YOUR GOAL: Copy out each of the records below line for line, with no change to any word, number, or mark.

DATASET ENTRIES:

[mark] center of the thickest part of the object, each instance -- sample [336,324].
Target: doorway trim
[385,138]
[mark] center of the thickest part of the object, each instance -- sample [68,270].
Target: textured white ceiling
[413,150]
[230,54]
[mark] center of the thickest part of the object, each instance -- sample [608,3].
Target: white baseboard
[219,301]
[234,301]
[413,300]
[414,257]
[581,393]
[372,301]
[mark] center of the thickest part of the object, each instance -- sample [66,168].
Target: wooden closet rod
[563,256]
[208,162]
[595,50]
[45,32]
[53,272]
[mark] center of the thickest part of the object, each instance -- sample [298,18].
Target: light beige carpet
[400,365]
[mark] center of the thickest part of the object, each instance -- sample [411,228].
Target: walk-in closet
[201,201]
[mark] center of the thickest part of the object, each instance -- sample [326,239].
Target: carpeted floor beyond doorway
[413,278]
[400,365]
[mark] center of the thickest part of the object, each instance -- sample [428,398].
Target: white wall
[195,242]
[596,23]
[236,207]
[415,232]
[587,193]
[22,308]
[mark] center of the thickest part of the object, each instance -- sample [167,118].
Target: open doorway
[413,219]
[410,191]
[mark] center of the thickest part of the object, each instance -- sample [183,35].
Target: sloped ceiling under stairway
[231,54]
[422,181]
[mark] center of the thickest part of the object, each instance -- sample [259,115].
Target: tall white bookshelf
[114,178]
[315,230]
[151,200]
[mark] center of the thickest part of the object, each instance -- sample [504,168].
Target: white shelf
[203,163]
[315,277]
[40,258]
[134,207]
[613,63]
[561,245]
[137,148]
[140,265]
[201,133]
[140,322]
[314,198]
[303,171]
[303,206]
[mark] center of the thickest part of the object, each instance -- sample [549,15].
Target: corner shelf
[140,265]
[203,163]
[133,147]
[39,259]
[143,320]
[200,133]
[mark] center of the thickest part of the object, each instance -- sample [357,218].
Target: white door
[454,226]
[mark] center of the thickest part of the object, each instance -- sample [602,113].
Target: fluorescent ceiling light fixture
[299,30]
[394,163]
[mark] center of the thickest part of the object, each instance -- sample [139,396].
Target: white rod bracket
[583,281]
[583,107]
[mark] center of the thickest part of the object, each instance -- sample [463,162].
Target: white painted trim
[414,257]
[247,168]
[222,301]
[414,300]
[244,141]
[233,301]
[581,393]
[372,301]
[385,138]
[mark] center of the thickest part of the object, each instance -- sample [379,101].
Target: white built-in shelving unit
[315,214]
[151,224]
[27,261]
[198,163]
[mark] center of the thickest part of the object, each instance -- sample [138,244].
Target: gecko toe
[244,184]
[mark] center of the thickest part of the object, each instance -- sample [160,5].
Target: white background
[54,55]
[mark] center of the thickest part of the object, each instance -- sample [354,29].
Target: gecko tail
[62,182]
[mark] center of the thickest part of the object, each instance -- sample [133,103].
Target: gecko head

REPLY TO THE TASK:
[mark] center of the thickest part of the object, each instance -- sample [336,324].
Target: doorway trim
[385,138]
[mark] center of the thickest part of the object, each instance -- sample [68,270].
Target: textured white ceiling
[413,150]
[230,54]
[mark] center of the thickest part of the object, each instance -- sample [608,3].
Target: white baseboard
[219,301]
[234,301]
[413,300]
[414,257]
[581,393]
[372,301]
[mark] center of the thickest part of the object, each instance -- sample [66,168].
Target: wooden closet rod
[563,256]
[208,162]
[595,50]
[45,32]
[53,272]
[mark] center of the thickest part of the object, each instance -- sample [298,18].
Target: light beige carpet
[400,365]
[mark] center of the thickest part of the object, each instance -- sample [411,228].
Target: walk-in closet
[201,201]
[mark] center of the thickest part of the object, each instance -- sample [326,239].
Target: carpeted floor beyond doorway
[413,278]
[400,365]
[mark] center of the thickest part of the object, each instance -- sample [428,398].
Target: white wall
[195,242]
[596,23]
[236,207]
[415,232]
[587,193]
[22,308]
[mark] center of the thickest part of the object, each instance -- sample [167,118].
Target: open doorway
[413,219]
[410,191]
[mark] center of the thickest part of the object, each instance -- sample [183,35].
Target: sloped ceiling under stairway
[231,54]
[422,181]
[mark] center of the thickest part of the object, each instance -- sample [259,115].
Target: tall white bookshelf
[114,178]
[315,230]
[151,200]
[mark] center of the thickest part of the object, each instance -- sample [504,168].
Target: white shelf
[203,163]
[315,277]
[40,258]
[134,207]
[613,63]
[561,245]
[137,148]
[140,265]
[201,133]
[140,322]
[314,198]
[303,171]
[303,206]
[mark] center of the thickest part of the object, each instance -- sample [549,15].
Target: corner shelf
[140,265]
[203,163]
[133,147]
[39,259]
[143,320]
[200,133]
[mark] center of the thickest part of the object, each instance -- sample [357,218].
Target: white door
[454,226]
[mark] center of the thickest part of the object, each instance -- sample [602,113].
Target: fluorescent ceiling light fixture
[299,30]
[394,163]
[mark] center of the thickest part of the object, each instance -- sample [139,396].
Target: white rod bracket
[583,281]
[583,107]
[mark] center of the thickest part of the object, each instance -- sample [463,162].
Target: white painted trim
[414,257]
[247,168]
[222,301]
[414,300]
[244,141]
[233,301]
[581,393]
[372,301]
[385,138]
[mark] center of the thickest part of the object, each instance -- sample [379,101].
Target: white built-in shelving unit
[315,214]
[151,224]
[27,261]
[198,163]
[mark] center of the thickest part of the object, each instance -- sample [138,244].
Target: gecko toe
[244,184]
[mark] center of the thickest part of the object, each instance -- sample [160,5].
Target: white background
[54,55]
[mark] center of the thickest part of the object, each instance -- sample [354,29].
Target: gecko tail
[62,182]
[mark] center of the thickest part of the object, each instance -- sample [133,103].
Target: gecko head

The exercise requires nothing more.